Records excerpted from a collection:
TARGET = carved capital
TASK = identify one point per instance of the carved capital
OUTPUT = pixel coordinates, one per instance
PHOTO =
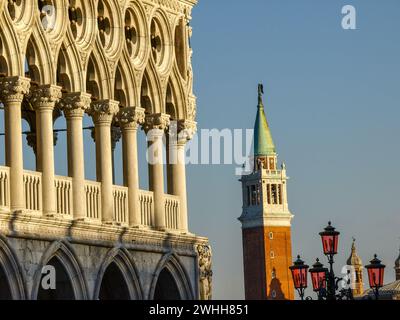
(45, 97)
(160, 121)
(115, 137)
(187, 129)
(75, 104)
(31, 140)
(13, 89)
(182, 131)
(103, 111)
(131, 118)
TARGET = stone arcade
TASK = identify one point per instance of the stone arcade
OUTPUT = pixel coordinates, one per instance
(127, 64)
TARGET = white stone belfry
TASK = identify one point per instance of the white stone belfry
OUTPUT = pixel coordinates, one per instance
(266, 219)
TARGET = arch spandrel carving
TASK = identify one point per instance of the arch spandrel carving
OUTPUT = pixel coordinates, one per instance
(121, 36)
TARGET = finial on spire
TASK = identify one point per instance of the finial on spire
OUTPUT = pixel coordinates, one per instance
(354, 244)
(260, 93)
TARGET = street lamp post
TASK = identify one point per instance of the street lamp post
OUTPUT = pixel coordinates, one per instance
(376, 271)
(318, 277)
(299, 274)
(324, 281)
(330, 241)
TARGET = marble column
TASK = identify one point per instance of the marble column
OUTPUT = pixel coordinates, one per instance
(155, 126)
(43, 100)
(103, 113)
(12, 91)
(177, 163)
(74, 106)
(130, 119)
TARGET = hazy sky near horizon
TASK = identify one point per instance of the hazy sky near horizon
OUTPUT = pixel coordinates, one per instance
(332, 99)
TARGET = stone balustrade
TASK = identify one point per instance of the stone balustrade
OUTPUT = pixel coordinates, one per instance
(93, 207)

* **Goal of the exercise**: Where an entry holds an image, drop the image and copy the remaining text exactly.

* **Written response**:
TARGET = carved capital
TASK = identify one point per instance of the carved capital
OUTPUT = pixel coordinates, one per instance
PHOTO =
(45, 97)
(160, 121)
(115, 137)
(187, 129)
(75, 104)
(31, 140)
(13, 89)
(182, 131)
(103, 111)
(131, 118)
TARGET = stone arcade
TASK = identify one point per instance of the stone arcade
OUTPUT = pixel coordinates, one per instance
(127, 64)
TARGET = white stone belfry
TASK = identify one point per instance of the white stone belfry
OUTPUT = pixel coordinates, one per instance
(266, 219)
TARGET = arch spandrel carving
TASK = identify one point per instance of the arch spandrel carving
OUTPUT = pixel coordinates, one per instance
(121, 36)
TARGET = finial on spire
TASK = identify one point per instance of the finial on spire
OUTPUT = pixel coordinates, one per instance
(354, 244)
(260, 93)
TARGET = street lamp post
TASK = identify one point per instance of the street lamp post
OUTPUT = pixel coordinates, one per instance
(376, 271)
(318, 277)
(299, 274)
(324, 281)
(330, 241)
TARGET = marble column
TASK = identify one point per instance of the marble column
OUTPUT = pixel coordinates, one per instance
(155, 126)
(43, 100)
(103, 113)
(12, 91)
(177, 163)
(74, 106)
(130, 119)
TARGET = hazy sky near horizon
TASK = identify one point per instance of the hazy sky near horizon
OUTPUT = pixel coordinates, one per instance
(332, 99)
TARGET = stone balustrade
TASK = identify one point per instance of the stone balustrade
OUTPUT = pixel coordinates, one per instance
(93, 207)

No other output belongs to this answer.